- [Exercise inputs]
......

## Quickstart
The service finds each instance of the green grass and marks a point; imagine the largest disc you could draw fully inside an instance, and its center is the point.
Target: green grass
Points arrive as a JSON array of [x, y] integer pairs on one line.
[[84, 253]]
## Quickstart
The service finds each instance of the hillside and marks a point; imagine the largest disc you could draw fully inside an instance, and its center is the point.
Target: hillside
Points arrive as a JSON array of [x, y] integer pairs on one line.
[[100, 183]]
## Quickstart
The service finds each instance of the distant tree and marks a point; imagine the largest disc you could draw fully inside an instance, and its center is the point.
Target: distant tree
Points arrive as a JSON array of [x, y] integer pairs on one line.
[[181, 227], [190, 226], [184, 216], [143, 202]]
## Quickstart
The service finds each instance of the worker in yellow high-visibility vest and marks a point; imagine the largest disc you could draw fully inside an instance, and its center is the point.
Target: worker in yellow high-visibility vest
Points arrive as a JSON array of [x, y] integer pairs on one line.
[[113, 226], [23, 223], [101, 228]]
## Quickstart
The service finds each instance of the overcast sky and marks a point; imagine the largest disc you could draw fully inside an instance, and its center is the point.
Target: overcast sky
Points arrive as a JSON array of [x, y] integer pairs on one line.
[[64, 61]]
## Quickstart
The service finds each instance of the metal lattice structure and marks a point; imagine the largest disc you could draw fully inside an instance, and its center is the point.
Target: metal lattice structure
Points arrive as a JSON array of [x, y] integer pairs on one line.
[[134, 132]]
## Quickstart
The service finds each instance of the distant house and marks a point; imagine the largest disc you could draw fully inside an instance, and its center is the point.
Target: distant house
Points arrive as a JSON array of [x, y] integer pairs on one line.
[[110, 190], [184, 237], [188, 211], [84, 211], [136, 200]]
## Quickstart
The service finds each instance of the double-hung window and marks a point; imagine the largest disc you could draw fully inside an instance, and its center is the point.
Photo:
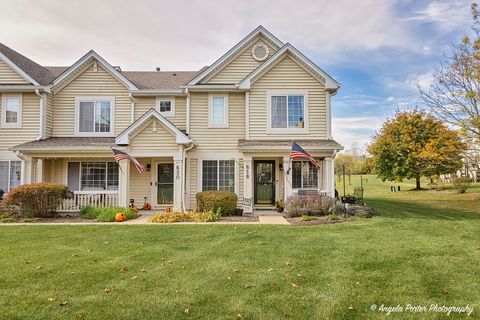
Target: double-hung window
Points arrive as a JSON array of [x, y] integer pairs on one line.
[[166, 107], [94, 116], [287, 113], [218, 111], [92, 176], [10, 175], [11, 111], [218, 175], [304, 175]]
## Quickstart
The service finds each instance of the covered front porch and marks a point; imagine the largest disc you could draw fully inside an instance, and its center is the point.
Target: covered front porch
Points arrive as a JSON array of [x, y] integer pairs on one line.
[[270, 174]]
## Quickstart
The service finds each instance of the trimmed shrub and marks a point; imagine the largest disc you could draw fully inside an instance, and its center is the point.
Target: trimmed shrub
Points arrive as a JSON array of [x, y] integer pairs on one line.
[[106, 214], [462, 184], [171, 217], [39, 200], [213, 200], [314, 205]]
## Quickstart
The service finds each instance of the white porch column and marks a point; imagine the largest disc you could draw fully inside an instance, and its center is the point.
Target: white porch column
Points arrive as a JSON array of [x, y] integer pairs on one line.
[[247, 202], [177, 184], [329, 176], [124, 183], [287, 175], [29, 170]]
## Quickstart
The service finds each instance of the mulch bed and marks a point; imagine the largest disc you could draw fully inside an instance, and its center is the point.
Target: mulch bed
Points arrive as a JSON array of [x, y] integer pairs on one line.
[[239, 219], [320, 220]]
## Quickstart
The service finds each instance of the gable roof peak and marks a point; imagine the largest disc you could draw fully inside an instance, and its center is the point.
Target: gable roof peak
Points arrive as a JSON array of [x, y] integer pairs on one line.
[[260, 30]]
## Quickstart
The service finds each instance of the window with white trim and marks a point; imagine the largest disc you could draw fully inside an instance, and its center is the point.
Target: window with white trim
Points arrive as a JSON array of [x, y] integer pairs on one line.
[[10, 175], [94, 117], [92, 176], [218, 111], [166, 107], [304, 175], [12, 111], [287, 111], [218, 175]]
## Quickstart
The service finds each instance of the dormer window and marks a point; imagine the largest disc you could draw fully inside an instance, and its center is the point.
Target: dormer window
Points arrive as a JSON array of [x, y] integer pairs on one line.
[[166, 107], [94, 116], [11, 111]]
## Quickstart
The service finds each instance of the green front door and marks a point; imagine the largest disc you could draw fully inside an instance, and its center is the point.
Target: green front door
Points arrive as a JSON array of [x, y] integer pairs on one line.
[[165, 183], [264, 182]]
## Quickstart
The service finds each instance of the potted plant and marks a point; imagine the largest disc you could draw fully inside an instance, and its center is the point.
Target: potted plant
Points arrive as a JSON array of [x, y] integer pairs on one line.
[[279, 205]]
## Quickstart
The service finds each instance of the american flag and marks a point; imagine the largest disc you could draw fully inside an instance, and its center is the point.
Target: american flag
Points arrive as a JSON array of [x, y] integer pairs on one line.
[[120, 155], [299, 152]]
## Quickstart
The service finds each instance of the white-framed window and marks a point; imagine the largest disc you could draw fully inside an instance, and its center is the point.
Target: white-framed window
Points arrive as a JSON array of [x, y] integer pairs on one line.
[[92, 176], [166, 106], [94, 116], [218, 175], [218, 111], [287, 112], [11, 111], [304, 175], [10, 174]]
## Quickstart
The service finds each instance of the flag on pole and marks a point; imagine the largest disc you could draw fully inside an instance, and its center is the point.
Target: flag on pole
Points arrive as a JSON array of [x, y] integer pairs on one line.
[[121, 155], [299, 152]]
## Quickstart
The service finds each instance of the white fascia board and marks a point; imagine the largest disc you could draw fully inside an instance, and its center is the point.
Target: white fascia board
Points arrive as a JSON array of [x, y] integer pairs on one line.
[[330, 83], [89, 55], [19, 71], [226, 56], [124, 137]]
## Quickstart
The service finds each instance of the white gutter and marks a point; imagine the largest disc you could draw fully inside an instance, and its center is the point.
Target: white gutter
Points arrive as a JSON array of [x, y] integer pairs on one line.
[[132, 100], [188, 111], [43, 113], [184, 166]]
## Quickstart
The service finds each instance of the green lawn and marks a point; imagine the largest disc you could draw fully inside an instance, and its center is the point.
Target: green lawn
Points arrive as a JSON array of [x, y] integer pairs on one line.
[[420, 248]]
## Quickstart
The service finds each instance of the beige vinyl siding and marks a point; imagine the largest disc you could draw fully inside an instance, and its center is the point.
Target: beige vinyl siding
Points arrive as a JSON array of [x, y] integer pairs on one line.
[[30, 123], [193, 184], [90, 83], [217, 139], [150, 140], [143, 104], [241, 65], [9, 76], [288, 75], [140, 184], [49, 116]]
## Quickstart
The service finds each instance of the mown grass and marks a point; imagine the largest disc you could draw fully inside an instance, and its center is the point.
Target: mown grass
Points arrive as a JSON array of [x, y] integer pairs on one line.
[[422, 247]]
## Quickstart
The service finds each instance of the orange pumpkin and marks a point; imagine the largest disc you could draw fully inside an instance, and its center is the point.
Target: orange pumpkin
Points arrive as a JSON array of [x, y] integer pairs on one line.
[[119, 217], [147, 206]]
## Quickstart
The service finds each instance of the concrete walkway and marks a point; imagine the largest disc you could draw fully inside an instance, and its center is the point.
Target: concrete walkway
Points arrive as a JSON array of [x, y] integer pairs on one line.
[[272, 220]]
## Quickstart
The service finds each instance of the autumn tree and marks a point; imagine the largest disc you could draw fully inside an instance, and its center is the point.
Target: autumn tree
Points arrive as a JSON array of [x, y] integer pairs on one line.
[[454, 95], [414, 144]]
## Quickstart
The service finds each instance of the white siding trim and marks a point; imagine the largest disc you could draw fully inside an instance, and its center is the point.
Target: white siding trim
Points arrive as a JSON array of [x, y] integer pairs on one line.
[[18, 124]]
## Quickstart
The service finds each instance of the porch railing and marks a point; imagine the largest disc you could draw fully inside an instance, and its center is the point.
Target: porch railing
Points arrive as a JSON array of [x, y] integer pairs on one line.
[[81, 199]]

......

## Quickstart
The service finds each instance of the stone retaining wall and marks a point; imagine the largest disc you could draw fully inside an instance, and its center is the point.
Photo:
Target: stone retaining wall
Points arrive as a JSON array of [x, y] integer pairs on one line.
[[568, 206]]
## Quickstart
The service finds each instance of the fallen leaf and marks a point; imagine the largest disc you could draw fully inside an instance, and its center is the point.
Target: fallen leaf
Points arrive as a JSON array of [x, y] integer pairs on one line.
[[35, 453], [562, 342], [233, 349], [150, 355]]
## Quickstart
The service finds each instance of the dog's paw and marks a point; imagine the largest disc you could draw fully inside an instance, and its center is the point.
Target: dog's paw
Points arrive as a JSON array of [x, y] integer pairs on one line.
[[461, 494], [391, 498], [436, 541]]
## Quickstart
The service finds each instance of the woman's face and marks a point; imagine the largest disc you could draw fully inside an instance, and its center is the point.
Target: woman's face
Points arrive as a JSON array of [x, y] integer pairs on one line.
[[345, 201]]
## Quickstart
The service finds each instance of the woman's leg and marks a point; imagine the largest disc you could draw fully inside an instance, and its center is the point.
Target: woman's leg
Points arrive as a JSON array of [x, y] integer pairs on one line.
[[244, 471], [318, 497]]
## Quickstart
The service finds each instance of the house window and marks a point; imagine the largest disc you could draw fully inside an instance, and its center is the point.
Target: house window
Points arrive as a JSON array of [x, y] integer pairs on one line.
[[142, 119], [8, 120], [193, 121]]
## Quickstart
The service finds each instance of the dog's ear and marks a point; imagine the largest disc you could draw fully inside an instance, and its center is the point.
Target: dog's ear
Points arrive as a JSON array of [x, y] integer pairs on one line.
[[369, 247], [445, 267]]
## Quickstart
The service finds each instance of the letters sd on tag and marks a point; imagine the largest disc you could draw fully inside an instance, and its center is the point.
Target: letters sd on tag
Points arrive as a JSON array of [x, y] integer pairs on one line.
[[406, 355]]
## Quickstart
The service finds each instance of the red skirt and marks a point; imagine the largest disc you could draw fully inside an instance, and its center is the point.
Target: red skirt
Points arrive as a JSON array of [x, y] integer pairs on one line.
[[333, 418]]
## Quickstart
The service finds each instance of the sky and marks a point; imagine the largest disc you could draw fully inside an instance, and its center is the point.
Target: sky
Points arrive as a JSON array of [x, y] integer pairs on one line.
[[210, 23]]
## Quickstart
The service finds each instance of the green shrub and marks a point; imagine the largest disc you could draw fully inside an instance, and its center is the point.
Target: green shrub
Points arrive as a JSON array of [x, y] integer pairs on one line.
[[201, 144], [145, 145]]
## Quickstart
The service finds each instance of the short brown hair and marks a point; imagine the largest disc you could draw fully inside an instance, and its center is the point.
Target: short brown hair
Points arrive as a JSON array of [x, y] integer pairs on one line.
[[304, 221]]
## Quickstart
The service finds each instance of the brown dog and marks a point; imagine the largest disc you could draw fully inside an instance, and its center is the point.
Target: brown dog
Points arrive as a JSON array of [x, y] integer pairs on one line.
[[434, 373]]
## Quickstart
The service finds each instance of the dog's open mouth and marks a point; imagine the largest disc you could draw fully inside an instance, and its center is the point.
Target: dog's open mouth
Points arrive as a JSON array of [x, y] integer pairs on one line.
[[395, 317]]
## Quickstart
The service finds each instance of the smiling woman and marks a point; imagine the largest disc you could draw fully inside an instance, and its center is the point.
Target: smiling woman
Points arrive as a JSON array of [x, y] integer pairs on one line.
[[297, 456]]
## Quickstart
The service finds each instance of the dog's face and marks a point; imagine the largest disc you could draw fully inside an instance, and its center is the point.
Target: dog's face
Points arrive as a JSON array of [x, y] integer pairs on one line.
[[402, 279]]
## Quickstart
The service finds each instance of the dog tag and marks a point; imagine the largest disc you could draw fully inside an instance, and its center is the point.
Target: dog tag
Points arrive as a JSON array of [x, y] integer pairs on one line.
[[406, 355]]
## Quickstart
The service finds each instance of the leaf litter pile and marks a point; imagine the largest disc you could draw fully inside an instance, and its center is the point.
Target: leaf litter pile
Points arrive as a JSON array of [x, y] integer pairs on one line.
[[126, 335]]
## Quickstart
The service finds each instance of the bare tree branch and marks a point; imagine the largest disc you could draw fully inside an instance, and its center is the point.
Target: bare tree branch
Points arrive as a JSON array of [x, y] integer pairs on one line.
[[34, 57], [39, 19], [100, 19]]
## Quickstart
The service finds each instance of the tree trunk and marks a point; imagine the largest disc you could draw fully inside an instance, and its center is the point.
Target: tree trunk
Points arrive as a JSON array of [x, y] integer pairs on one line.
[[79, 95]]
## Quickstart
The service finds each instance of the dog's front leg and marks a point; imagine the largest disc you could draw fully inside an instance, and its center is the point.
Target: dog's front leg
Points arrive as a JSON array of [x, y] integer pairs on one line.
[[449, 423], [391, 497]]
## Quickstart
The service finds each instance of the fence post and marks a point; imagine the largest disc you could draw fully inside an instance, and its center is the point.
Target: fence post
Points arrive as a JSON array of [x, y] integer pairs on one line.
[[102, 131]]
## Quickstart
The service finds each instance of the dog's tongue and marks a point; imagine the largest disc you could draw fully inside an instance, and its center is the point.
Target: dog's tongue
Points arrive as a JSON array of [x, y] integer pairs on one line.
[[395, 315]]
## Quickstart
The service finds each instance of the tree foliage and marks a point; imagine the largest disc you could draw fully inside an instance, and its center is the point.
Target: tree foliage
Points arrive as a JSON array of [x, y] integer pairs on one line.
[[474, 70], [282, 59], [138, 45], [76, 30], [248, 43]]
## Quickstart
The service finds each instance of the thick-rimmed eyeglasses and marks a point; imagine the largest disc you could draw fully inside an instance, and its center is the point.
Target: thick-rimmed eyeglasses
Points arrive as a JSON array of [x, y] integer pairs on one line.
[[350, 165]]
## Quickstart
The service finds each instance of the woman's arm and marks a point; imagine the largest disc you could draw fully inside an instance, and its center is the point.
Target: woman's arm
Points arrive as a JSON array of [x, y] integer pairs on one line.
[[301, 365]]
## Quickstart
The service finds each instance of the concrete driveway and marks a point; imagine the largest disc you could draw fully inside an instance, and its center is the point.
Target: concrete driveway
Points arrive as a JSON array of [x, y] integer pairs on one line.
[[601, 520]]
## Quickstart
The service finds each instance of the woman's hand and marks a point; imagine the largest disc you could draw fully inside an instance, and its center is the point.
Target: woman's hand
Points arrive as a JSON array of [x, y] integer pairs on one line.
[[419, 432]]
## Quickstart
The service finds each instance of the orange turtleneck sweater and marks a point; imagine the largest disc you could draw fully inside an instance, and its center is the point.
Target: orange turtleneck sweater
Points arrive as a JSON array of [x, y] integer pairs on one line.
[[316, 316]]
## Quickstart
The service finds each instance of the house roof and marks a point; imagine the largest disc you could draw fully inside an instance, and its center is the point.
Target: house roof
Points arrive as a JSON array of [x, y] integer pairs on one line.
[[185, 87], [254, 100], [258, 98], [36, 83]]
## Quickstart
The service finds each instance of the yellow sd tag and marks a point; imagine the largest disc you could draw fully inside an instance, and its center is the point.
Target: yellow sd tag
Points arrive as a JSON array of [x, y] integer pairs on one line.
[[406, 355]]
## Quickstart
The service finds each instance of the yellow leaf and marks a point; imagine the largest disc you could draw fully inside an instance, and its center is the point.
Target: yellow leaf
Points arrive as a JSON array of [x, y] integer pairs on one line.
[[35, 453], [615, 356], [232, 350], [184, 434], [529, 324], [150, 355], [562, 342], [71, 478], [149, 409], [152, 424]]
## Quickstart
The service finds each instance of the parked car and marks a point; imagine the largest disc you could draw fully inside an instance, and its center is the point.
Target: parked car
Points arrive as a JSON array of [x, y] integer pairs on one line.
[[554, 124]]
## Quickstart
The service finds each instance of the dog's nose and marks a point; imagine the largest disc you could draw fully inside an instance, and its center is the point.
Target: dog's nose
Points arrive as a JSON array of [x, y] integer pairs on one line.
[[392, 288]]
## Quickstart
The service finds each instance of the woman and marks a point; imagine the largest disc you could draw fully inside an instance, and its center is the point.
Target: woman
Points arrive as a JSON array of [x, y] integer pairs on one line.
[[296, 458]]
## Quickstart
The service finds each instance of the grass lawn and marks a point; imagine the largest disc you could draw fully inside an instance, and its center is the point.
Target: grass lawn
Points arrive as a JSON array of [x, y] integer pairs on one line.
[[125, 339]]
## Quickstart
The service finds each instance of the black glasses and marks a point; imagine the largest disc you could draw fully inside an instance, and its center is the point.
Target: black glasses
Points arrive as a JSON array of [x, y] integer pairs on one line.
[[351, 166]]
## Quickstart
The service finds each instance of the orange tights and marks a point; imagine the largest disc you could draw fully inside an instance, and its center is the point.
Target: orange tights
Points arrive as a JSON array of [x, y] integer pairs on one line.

......

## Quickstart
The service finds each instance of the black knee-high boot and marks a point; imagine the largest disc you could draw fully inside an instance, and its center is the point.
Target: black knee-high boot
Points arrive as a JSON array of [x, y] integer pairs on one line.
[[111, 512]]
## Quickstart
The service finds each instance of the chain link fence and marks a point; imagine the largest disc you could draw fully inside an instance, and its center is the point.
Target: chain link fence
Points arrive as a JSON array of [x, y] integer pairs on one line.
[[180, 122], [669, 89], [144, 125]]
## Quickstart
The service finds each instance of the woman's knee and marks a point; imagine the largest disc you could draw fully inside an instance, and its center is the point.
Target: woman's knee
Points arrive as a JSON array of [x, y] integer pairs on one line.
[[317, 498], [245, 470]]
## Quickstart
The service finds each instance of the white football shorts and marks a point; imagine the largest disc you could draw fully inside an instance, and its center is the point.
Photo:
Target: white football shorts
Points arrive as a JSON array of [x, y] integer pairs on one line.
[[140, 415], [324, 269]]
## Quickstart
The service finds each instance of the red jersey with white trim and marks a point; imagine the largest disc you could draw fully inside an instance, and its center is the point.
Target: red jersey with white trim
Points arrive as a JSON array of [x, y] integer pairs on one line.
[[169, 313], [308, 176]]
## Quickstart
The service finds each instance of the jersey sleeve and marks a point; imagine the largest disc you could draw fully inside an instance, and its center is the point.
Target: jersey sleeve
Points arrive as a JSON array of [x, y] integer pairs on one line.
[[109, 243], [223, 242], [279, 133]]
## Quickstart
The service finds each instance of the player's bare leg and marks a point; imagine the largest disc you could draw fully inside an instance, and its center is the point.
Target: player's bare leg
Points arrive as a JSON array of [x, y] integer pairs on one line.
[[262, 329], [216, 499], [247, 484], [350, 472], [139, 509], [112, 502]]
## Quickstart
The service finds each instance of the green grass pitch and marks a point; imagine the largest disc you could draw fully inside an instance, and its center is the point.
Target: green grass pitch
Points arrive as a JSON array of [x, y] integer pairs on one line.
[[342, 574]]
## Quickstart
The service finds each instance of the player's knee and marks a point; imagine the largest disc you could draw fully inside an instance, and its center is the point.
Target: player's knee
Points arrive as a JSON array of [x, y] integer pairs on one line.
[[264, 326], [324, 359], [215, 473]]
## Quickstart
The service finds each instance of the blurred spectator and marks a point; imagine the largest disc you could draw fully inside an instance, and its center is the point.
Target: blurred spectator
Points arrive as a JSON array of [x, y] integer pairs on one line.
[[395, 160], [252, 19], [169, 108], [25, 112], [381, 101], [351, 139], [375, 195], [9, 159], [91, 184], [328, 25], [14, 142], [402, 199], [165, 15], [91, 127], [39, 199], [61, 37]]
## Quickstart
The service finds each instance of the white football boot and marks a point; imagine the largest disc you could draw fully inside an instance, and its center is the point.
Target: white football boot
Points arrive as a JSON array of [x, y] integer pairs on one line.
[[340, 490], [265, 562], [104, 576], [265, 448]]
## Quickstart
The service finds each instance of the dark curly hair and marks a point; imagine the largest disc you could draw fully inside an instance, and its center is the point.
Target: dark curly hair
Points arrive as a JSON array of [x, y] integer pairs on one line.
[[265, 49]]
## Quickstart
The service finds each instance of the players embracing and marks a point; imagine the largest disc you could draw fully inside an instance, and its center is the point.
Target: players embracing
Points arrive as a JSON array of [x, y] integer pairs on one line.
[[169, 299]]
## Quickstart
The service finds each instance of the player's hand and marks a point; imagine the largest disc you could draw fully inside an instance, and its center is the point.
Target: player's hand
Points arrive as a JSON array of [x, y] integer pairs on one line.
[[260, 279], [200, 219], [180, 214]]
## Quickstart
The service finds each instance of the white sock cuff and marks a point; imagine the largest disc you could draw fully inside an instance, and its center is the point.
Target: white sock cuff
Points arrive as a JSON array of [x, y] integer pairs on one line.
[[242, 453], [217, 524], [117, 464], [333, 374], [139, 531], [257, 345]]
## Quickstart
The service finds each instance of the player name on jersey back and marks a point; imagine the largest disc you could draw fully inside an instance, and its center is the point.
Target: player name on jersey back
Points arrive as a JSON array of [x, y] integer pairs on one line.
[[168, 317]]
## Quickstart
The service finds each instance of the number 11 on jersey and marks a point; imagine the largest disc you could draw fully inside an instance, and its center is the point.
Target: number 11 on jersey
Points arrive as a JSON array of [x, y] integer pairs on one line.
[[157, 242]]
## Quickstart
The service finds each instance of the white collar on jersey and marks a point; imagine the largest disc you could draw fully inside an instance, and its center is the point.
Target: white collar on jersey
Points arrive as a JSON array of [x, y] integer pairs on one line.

......

Count the lines in the items above that contain the word "door", treating case as significant, and reply with that number only.

2